◆ Extracted material:

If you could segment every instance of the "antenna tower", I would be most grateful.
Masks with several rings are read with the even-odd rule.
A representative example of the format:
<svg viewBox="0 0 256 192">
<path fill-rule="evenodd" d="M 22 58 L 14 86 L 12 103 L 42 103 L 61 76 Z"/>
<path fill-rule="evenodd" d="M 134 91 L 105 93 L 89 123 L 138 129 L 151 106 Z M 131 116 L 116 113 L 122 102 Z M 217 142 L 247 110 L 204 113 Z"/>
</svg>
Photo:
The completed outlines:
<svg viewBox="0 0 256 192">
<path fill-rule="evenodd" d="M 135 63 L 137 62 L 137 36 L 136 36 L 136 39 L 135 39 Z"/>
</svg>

◆ Exercise objective: Reproduce the items above with every occurrence of "antenna tower" swapped for "radio mast", keeping all other text the same.

◆ Completed task:
If you could segment every instance of the "radio mast", I would be most grateful.
Masks with several rings are read with the even-odd rule.
A representative example of the format:
<svg viewBox="0 0 256 192">
<path fill-rule="evenodd" d="M 22 58 L 14 86 L 12 103 L 42 103 L 61 76 Z"/>
<path fill-rule="evenodd" d="M 134 91 L 105 93 L 89 123 L 138 129 L 151 106 Z M 131 116 L 116 113 L 122 102 Z M 217 142 L 247 110 L 204 113 Z"/>
</svg>
Photo:
The completed outlines:
<svg viewBox="0 0 256 192">
<path fill-rule="evenodd" d="M 135 63 L 137 62 L 137 36 L 136 36 L 136 39 L 135 39 Z"/>
</svg>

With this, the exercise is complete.